> [Dataset records]:
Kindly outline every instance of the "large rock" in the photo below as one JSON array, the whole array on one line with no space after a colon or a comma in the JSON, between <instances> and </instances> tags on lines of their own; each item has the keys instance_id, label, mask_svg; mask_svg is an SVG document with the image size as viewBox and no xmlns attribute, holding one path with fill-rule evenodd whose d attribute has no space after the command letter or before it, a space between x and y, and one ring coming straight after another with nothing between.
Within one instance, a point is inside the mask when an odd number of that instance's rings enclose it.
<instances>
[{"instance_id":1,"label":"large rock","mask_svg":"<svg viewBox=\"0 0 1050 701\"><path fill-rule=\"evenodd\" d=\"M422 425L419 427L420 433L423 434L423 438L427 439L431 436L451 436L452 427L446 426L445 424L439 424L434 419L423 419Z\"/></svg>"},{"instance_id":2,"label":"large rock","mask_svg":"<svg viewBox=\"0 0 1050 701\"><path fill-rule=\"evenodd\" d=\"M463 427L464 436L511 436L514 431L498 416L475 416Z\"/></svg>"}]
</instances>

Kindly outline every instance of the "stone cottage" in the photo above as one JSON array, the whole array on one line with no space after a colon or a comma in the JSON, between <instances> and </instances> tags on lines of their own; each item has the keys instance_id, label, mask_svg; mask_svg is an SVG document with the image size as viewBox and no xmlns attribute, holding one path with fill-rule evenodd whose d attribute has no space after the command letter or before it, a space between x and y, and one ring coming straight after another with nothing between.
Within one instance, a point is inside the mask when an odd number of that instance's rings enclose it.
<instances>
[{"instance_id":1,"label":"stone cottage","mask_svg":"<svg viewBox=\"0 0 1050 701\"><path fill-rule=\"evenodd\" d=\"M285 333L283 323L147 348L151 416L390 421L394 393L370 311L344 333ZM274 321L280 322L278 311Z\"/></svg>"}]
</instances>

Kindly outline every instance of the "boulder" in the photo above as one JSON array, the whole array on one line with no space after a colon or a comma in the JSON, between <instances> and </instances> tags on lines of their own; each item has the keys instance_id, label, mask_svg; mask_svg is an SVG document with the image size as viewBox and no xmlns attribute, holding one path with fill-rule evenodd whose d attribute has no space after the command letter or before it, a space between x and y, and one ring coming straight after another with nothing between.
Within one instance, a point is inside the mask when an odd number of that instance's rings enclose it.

> [Task prompt]:
What you hand back must match the records above exactly.

> [Solved exercise]:
Kindly outline every instance of the "large rock" in the photo below as one JSON array, the whole array on one line with no space after a colon or a comma in the JSON, between <instances> and </instances> tags on lines of their own; each item has the keys instance_id, label, mask_svg; mask_svg is an SVG document with the image size as viewBox and no xmlns attribute, holding one path with fill-rule evenodd whose d attribute has no space after the command letter or before it, a space between x and y, and one ring coming straight after another with nothing between.
Within one instance, a point is inside the mask when an odd number of that instance's rings enclose it.
<instances>
[{"instance_id":1,"label":"large rock","mask_svg":"<svg viewBox=\"0 0 1050 701\"><path fill-rule=\"evenodd\" d=\"M422 425L419 427L420 433L423 434L423 438L427 439L431 436L451 436L452 427L446 426L445 424L439 424L434 419L423 419Z\"/></svg>"},{"instance_id":2,"label":"large rock","mask_svg":"<svg viewBox=\"0 0 1050 701\"><path fill-rule=\"evenodd\" d=\"M463 427L464 436L511 436L514 431L498 416L475 416Z\"/></svg>"}]
</instances>

Kindly outline every instance of the "stone cottage" in the photo above as one JSON array, the whole array on one line with no space after a colon or a comma in the JSON, between <instances> and </instances> tags on lines of their own; each item has the keys instance_id, label, mask_svg; mask_svg is an SVG document with the image size as viewBox and no xmlns attribute, holding one path with fill-rule evenodd whose d attribute has no space after the command letter or before it, a space between x and y, and one ring coming straight after another with nothing between.
Within one instance, a point is inside the mask when an odd number of that instance's rings enclose it.
<instances>
[{"instance_id":1,"label":"stone cottage","mask_svg":"<svg viewBox=\"0 0 1050 701\"><path fill-rule=\"evenodd\" d=\"M285 333L283 323L147 348L151 416L390 421L394 393L370 311L344 333ZM274 321L280 322L278 311Z\"/></svg>"}]
</instances>

Kindly outline every instance of the "boulder" in the photo above as one JSON array, the whole array on one line with no space after a colon or a comma in the JSON, between <instances> and </instances> tags on lines of their own; each item has the keys instance_id, label, mask_svg; mask_svg is an SVG document with the image size as viewBox and no xmlns attribute, holding one path with fill-rule evenodd whose d attribute has no space after the command letter or before it, a space between x and y, and one ring coming straight after another with nothing between.
Within one instance, a point is inside the mask when an odd number of that instance's rings enclose it.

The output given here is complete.